> **TEXT DER SEITE**:
* * * *

Gegen Ende des 19. Jahrhunderts hielt man auch in Rülzheim die Zeit für gekommen, einen "weltlichen" Gesangsverein zu gründen. Nachdem durch eine "zirkulierende Liste" genügend Namen zusammengetragen waren, legten 35 Rülzheimer Bürger den Grundstein für den „GESANGVEREIN MÄNNERCHOR“, und schrieben in der ersten Zusammenkunft am 6. Januar 1894 im Nebenzimmer "BÖRSTLER" ihre "Statuten" fest.

Zum ersten Chorleiter wurde der am Ort unterrichtende Lehrer Jakob Kihlmayer ernannt, der auch die "Vereinsstatuten" erarbeitet hatte. Zum 1. Vorstand wählte man Jakob Hartenstein, zum "Kassier" Peter Leingang, und das Amt des Schriftführers übernahm Peter Brust. Die Gründungsversammlung legte weiterhin fest, dass die Aufnahmegebühr 2.- Mark für "Aktive" und 3.- Mark für "Passive" betragen sollte, der Jahresbeitrag wurde einheitlich auf 20 Pfennig für alle Mitglieder festgelegt. Weiterhin beschloss man, "2 Gesangsübungen" pro Woche abzuhalten.

Der Verein entwickelte sich rasch und bereits nach einem Jahr zählte man 32 aktive und 44 passive Mitglieder. In diesem Jahr übernahm auch der über die Ortsgrenzen unseres Dorfes als Musiker, Komponist und Pädagoge bekannt gewordene Lehrer Karl Maupai den Taktstock. Seinem 25-jährigem Wirken verdankt der Chor sein erstes erfolgreiches Aufblühen um die Jahrhundertwende. Zum 10-jährigen Jubiläum 1904 nannte der GV Männerchor bereits ein Klavier und eine Theaterbühne sein Eigentum. Die 100-Mitglieder-Grenze wurde im Jahre 1909 überschritten. Wie überall im "Deutschen Reich" ruhte auch beim Männerchor die Vereinstätigkeit während der Kriegsjahre von 1914 - 1918. Der Rülzheimer Musiker Johann Dörrzapf übernahm das Dirigentenamt im Jahre 1920. Ein Jahr später übergab auch Vorstand Jakob Hartenstein sein Amt nach 27 Jahren an Peter Wüst.

* * * *

> **ANGEZEIGTE DATEN**:

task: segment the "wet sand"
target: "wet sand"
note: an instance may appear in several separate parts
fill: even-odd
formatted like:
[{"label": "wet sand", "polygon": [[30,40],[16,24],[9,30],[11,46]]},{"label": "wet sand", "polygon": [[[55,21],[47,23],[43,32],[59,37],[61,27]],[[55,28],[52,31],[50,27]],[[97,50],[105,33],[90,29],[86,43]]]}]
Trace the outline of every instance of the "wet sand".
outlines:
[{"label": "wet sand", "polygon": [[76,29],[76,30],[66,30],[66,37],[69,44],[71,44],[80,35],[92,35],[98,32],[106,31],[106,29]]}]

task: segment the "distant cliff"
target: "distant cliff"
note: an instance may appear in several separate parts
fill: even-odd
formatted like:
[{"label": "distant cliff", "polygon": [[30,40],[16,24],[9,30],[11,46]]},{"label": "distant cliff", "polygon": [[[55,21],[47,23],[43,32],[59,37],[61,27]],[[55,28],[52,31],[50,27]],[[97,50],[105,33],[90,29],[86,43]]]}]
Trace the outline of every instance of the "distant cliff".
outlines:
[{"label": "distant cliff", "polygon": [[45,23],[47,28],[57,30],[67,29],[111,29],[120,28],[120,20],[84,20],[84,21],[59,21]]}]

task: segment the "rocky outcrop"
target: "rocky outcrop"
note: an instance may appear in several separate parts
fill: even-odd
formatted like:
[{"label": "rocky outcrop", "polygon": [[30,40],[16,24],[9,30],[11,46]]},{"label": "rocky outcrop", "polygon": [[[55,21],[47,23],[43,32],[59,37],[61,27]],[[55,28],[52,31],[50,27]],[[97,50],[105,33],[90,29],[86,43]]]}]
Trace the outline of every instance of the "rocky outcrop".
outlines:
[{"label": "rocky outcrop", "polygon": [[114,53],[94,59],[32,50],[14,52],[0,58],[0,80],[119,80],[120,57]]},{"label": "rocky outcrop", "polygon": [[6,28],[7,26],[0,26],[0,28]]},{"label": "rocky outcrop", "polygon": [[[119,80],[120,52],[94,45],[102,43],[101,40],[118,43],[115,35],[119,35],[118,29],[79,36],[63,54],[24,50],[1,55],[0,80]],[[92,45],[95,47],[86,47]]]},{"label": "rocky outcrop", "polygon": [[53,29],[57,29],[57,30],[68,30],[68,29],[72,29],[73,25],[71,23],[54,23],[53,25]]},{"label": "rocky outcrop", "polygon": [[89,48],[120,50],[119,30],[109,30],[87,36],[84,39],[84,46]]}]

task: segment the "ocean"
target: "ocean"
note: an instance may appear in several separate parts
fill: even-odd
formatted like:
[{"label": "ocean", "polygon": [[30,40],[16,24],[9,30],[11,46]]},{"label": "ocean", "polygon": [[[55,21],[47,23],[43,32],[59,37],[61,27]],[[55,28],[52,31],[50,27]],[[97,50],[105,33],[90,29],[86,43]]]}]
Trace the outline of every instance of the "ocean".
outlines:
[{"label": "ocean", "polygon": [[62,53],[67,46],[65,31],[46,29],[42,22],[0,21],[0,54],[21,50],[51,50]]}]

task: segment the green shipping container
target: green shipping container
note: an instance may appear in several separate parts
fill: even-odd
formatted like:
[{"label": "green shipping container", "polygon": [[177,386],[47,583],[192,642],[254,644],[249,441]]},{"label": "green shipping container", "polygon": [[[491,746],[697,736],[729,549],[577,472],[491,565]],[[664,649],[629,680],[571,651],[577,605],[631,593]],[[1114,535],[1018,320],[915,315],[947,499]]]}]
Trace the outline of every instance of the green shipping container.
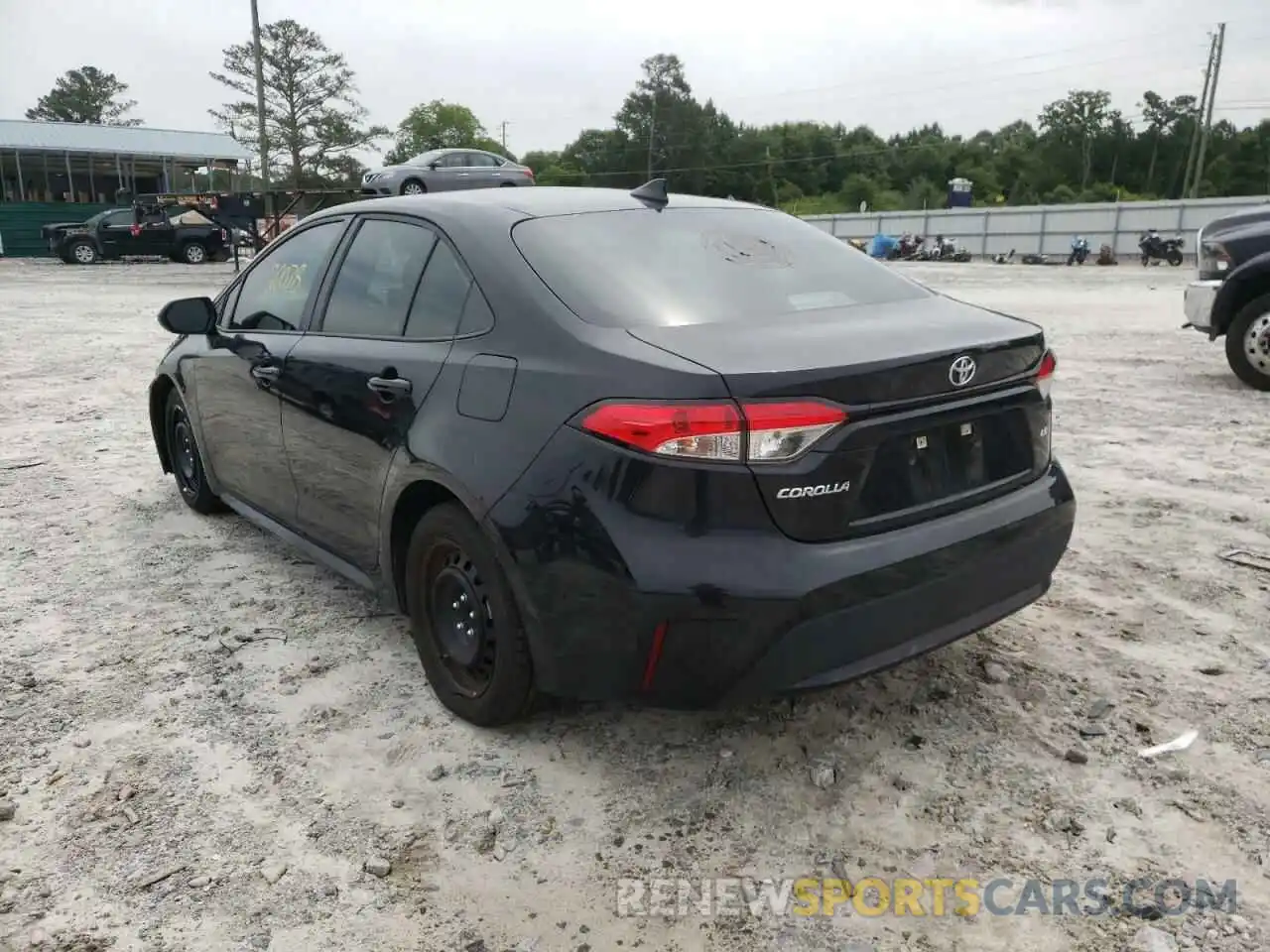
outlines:
[{"label": "green shipping container", "polygon": [[74,202],[0,202],[0,248],[5,258],[43,258],[48,245],[39,236],[46,225],[91,218],[113,204]]}]

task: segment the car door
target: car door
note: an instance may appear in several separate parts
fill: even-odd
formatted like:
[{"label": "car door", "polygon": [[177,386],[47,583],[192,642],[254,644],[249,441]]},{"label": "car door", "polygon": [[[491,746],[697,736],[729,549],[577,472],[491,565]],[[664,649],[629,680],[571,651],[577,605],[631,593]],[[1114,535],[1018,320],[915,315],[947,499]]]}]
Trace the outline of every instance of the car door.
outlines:
[{"label": "car door", "polygon": [[367,216],[345,245],[287,357],[284,386],[305,399],[283,405],[283,434],[301,532],[372,571],[389,465],[465,308],[474,320],[489,308],[450,241],[419,220]]},{"label": "car door", "polygon": [[428,173],[429,192],[456,192],[467,188],[467,154],[446,152],[437,160],[437,168]]},{"label": "car door", "polygon": [[262,251],[226,298],[210,349],[192,360],[203,448],[222,493],[288,526],[296,486],[277,385],[348,221],[315,222]]},{"label": "car door", "polygon": [[141,254],[137,237],[132,234],[132,211],[110,212],[98,225],[97,237],[102,242],[103,258],[121,258]]},{"label": "car door", "polygon": [[464,188],[493,188],[503,180],[503,164],[489,152],[466,152],[460,178]]}]

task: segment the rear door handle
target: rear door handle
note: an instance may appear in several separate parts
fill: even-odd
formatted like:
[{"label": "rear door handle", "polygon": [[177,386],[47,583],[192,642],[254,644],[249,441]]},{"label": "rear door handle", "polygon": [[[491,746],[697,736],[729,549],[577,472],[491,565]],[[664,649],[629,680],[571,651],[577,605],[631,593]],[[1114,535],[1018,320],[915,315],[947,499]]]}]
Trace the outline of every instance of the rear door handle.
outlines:
[{"label": "rear door handle", "polygon": [[371,377],[366,386],[382,396],[396,396],[410,392],[410,381],[405,377]]}]

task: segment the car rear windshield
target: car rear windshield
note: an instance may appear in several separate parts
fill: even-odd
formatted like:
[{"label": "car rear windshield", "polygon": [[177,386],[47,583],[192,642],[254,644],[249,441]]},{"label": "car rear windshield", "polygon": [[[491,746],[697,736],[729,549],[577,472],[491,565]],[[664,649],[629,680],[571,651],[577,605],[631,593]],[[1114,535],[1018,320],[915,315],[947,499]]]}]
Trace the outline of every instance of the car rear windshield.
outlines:
[{"label": "car rear windshield", "polygon": [[530,218],[512,237],[574,314],[608,327],[763,321],[931,293],[846,241],[762,208]]}]

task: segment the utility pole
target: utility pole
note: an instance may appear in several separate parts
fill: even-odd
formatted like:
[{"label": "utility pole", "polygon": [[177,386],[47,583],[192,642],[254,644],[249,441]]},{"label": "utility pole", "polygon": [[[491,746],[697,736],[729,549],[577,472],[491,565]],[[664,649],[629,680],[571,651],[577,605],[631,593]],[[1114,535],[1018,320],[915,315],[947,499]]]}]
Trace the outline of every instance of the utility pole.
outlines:
[{"label": "utility pole", "polygon": [[1199,94],[1199,104],[1195,107],[1195,123],[1191,128],[1190,151],[1186,154],[1186,174],[1182,176],[1181,198],[1190,195],[1191,174],[1195,171],[1195,157],[1199,154],[1200,129],[1204,124],[1204,107],[1208,103],[1208,88],[1213,79],[1213,60],[1217,57],[1217,37],[1209,38],[1208,62],[1204,63],[1204,91]]},{"label": "utility pole", "polygon": [[264,193],[265,220],[273,213],[269,199],[269,138],[264,126],[264,50],[260,46],[260,10],[251,0],[251,53],[255,58],[255,133],[260,146],[260,190]]},{"label": "utility pole", "polygon": [[1199,141],[1199,159],[1195,160],[1195,180],[1191,183],[1191,198],[1199,198],[1199,183],[1204,176],[1204,152],[1208,151],[1208,136],[1213,131],[1213,104],[1217,103],[1217,77],[1222,72],[1222,47],[1226,46],[1226,24],[1217,24],[1217,56],[1213,58],[1213,81],[1208,89],[1208,116],[1204,118],[1204,136]]},{"label": "utility pole", "polygon": [[648,114],[648,180],[653,180],[653,136],[657,133],[657,89],[653,90],[653,108]]}]

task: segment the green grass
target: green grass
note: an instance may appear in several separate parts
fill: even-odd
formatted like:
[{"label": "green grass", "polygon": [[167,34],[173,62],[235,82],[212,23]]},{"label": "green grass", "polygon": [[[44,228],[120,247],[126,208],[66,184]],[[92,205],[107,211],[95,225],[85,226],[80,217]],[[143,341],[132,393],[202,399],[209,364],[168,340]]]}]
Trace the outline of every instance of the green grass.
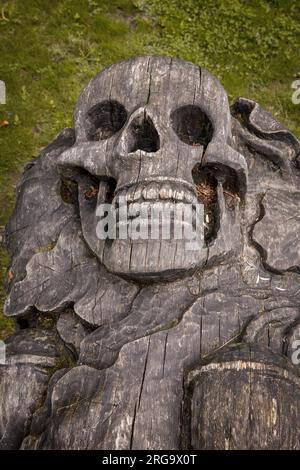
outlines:
[{"label": "green grass", "polygon": [[[72,125],[80,90],[104,66],[141,54],[204,65],[229,97],[259,101],[300,137],[298,0],[0,1],[0,226],[24,163]],[[8,267],[0,252],[2,280]],[[0,291],[0,304],[5,294]],[[0,337],[12,324],[0,316]]]}]

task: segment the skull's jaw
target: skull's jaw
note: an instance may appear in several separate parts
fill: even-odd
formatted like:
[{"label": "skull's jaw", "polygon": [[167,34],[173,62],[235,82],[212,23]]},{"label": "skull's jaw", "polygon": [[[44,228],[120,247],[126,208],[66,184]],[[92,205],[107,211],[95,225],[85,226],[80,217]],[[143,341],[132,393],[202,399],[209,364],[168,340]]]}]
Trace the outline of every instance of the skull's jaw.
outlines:
[{"label": "skull's jaw", "polygon": [[206,261],[207,248],[185,240],[114,240],[106,244],[103,258],[110,272],[137,282],[173,281]]}]

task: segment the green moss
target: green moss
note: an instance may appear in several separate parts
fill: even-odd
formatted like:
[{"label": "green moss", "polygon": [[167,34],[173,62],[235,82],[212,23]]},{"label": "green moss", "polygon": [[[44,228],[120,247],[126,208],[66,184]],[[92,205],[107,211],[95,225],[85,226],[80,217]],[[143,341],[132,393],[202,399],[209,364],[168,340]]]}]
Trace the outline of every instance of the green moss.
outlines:
[{"label": "green moss", "polygon": [[[233,100],[259,101],[300,136],[298,0],[0,0],[0,226],[23,165],[66,126],[103,67],[166,54],[207,67]],[[1,252],[1,273],[8,266]],[[3,277],[3,276],[2,276]],[[3,304],[1,290],[0,302]],[[10,328],[0,318],[0,331]],[[0,333],[1,335],[1,333]]]}]

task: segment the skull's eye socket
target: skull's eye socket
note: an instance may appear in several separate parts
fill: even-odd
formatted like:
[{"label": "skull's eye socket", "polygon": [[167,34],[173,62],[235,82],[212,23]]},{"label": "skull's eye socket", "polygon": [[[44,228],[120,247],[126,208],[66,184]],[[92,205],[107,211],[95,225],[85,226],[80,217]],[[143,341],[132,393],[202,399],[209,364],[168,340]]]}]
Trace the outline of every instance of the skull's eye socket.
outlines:
[{"label": "skull's eye socket", "polygon": [[127,111],[118,101],[107,100],[93,106],[87,117],[89,140],[105,140],[122,129],[127,120]]},{"label": "skull's eye socket", "polygon": [[212,139],[212,123],[199,106],[187,105],[176,109],[171,113],[171,124],[185,144],[206,147]]}]

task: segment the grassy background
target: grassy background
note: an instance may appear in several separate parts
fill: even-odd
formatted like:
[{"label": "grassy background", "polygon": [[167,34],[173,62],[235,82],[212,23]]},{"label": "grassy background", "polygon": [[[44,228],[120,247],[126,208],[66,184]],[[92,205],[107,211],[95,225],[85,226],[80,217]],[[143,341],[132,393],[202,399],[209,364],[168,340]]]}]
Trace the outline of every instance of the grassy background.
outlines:
[{"label": "grassy background", "polygon": [[[141,54],[191,60],[230,100],[259,101],[300,137],[299,0],[0,0],[0,226],[24,163],[65,126],[83,86],[104,66]],[[0,251],[1,285],[8,257]],[[0,308],[5,298],[0,290]],[[12,331],[0,313],[0,337]]]}]

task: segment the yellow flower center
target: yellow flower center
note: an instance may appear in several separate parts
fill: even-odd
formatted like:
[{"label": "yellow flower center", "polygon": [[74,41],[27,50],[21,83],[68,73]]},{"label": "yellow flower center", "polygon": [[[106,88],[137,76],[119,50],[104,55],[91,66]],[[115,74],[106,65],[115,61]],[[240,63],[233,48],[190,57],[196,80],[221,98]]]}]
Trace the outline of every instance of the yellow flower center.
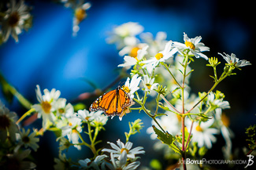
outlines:
[{"label": "yellow flower center", "polygon": [[181,116],[180,116],[179,114],[176,114],[176,117],[178,118],[178,121],[181,122]]},{"label": "yellow flower center", "polygon": [[123,90],[128,93],[129,93],[131,92],[131,90],[129,89],[129,88],[128,86],[123,85],[122,87]]},{"label": "yellow flower center", "polygon": [[130,52],[130,56],[132,56],[132,57],[133,57],[133,58],[135,58],[135,59],[136,59],[138,60],[137,55],[138,55],[138,50],[139,49],[139,47],[132,48],[132,49],[131,50],[131,52]]},{"label": "yellow flower center", "polygon": [[28,136],[25,136],[22,138],[22,142],[24,142],[24,143],[28,143],[30,142],[30,139]]},{"label": "yellow flower center", "polygon": [[128,154],[129,150],[126,148],[121,149],[121,153],[123,153],[123,151],[125,150],[127,154]]},{"label": "yellow flower center", "polygon": [[8,24],[10,27],[14,27],[19,24],[20,16],[17,12],[14,12],[10,14]]},{"label": "yellow flower center", "polygon": [[146,86],[147,87],[147,89],[150,89],[152,85],[150,84],[146,84]]},{"label": "yellow flower center", "polygon": [[63,113],[65,112],[65,109],[64,109],[64,108],[60,108],[60,109],[58,109],[58,112],[59,112],[60,114],[63,114]]},{"label": "yellow flower center", "polygon": [[76,128],[74,128],[74,129],[72,130],[72,133],[78,133],[78,131]]},{"label": "yellow flower center", "polygon": [[81,22],[87,16],[87,13],[84,9],[79,8],[76,9],[75,16],[79,22]]},{"label": "yellow flower center", "polygon": [[192,42],[191,42],[186,41],[185,42],[185,45],[186,45],[187,47],[190,47],[193,50],[195,49],[195,45]]},{"label": "yellow flower center", "polygon": [[198,131],[198,132],[202,132],[202,131],[203,131],[202,128],[200,127],[200,125],[197,125],[197,126],[195,127],[195,130],[196,130],[196,131]]},{"label": "yellow flower center", "polygon": [[50,113],[51,105],[48,101],[43,101],[41,103],[42,108],[46,114]]},{"label": "yellow flower center", "polygon": [[223,125],[226,126],[226,127],[228,127],[229,125],[230,125],[230,120],[228,118],[228,117],[227,117],[225,114],[223,114],[221,115],[221,121],[222,121],[222,123],[223,123]]},{"label": "yellow flower center", "polygon": [[163,55],[162,53],[157,53],[157,54],[155,55],[154,57],[155,57],[158,60],[159,60],[161,59],[163,56],[164,56],[164,55]]},{"label": "yellow flower center", "polygon": [[6,115],[0,116],[0,130],[6,130],[11,123],[11,120]]}]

* * * *

> **BITTE BEARBEITEN**:
[A] Wen ernannte man laut dem Text über den Rülzheimer Männerchor zum ersten Chorleiter?
[B] Aktualisiere im Text über den Rülzheimer Männerchor alles von „Der Verein entwickelte“ bis hinunter zu „an Peter Wüst.“ und setze dabei „Dirigentenstab“ an die Stelle von „Taktstock“.
[C] Fasse den Text über den Rülzheimer Männerchor in zwei Sätzen zusammen.
Die Zeilen stammen aus einer anderen Quelle.

> **LÖSUNGEN**:
[A] Den Lehrer Jakob Kihlmayer, der am Ort unterrichtete.

[B]
Der Verein entwickelte sich rasch und bereits nach einem Jahr zählte man 32 aktive und 44 passive Mitglieder. In diesem Jahr übernahm auch der über die Ortsgrenzen unseres Dorfes als Musiker, Komponist und Pädagoge bekannt gewordene Lehrer Karl Maupai den Dirigentenstab. Seinem 25-jährigem Wirken verdankt der Chor sein erstes erfolgreiches Aufblühen um die Jahrhundertwende. Zum 10-jährigen Jubiläum 1904 nannte der GV Männerchor bereits ein Klavier und eine Theaterbühne sein Eigentum. Die 100-Mitglieder-Grenze wurde im Jahre 1909 überschritten. Wie überall im "Deutschen Reich" ruhte auch beim Männerchor die Vereinstätigkeit während der Kriegsjahre von 1914 - 1918. Der Rülzheimer Musiker Johann Dörrzapf übernahm das Dirigentenamt im Jahre 1920. Ein Jahr später übergab auch Vorstand Jakob Hartenstein sein Amt nach 27 Jahren an Peter Wüst.

[C] Der GV Männerchor in Rülzheim wurde von 35 Bürgern gegründet, die bei der ersten Zusammenkunft am 6. Januar 1894 ihre Statuten festlegten, mit Lehrer Jakob Kihlmayer als erstem Chorleiter und Jakob Hartenstein als 1. Vorstand. Der Verein wuchs rasch, verdankte dem 25-jährigen Wirken von Chorleiter Karl Maupai sein erstes Aufblühen, überschritt 1909 die Grenze von 100 Mitgliedern, ruhte von 1914 bis 1918 und bekam 1920 mit Johann Dörrzapf einen neuen Dirigenten.